§ **Page**:

'''

Patterns in the community structure were determined by using PC-ORD for Windows 5.10 [50]. All data were log10(N + 1) transformed. Cluster analysis was used to identify natural groupings at sampling stations and depths based on similarity in the copepod community structure; similarities between samples with abundances for taxa were analyzed by calculating the relative Euclidean distance measure, using Ward’s linkage method [51]. The Euclidean coefficient is generally used as a distance measure for computing sample resemblances when the data consist of quantitative abundance data [52]. The resulting matrix was used to generate a dendrogram scaled by both the objective function and by percentage of information remaining. Groups were identified by pruning to 45% retained information.
Afterwards, the Indicator Species Analysis (ISA; [53]) was used to identify taxa representative of the different clusters. This method combines information on the concentration of species abundance in a particular group and the consistency of occurrence of a species in a particular group. It produces indicator values (IV) for each species in each group with a range from zero (no indication) to 100 (perfect indication). Only taxa with IV > 25% were considered characteristic of the clusters [53]. Finally, a Monte Carlo randomization was used to assess the statistical significance of the IVs (alpha = 0.001).
In order to detect relationships between zooplankton communities (clusters) and environmental variables (sampled layer, season, temperature, salinity, Chl-a, and DO) a Non-Metric Multidimensional Scaling (NMS) was used. The NMS ordination was performed using the Sorensen (Bray-Curtis) distance measure. Dimensionality was determined by evaluating the standard residual sum of squares (STRESS; [54]). STRESS values lower than 20 indicate a stabile solution [51]. Environmental variables were correlated to ordination axes using Pearson’s r.

3. Results

3.1. Environmental Conditions

Data acquired during the two oceanographic cruises characterized two different conditions typically associated with the late-autumn and early spring seasons. In the SA, the surface layer was slightly warmer and fresher (14.56 < θ < 18.13 °C, 36.98 < S < 38.83) in December 2015 than in April 2016 (13.86 °C < θ < 17.17 °C, 37.42 < S < 38.94). The winter phase was characterized by a weak vertical convection that reached not more than 400 m. The minimum temperature value of 13.09 °C was recorded in the deepest part of the water column at the station of ESAW-9 both in December and in April (Figure 2a,b). The salinity in the upper layer was lower near the shore than in the open sea in both sampling periods, with a pronounced minimum (36.98/37.42) found on the western flank (Figure 2d,e). The inflow of saltier water from the Ionian Sea (i.e., LIW) along the eastern flank of the SA was favoured by the still active cyclonic phase of the NIG circulation. The greatest salinity values (38.95) were recorded in December 2015 at station ESAW-11 between 160 and 170 m depth and in April (38.94) at station ESAW-10 at 20–60 m depth.

'''

§ **What is being asked**:
According to the copepod study above, why was the Euclidean distance used to compare samples in the cluster analysis? Answer in one to three sentences.

§ **Data lines**:
'''

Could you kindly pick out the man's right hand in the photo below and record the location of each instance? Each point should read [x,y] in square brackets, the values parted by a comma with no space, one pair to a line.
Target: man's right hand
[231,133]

'''

§ **Task response**:
The Euclidean coefficient is the usual distance measure for comparing samples when the data are quantitative abundance data. The cluster analysis compared samples by the abundances of copepod taxa, so it used this measure.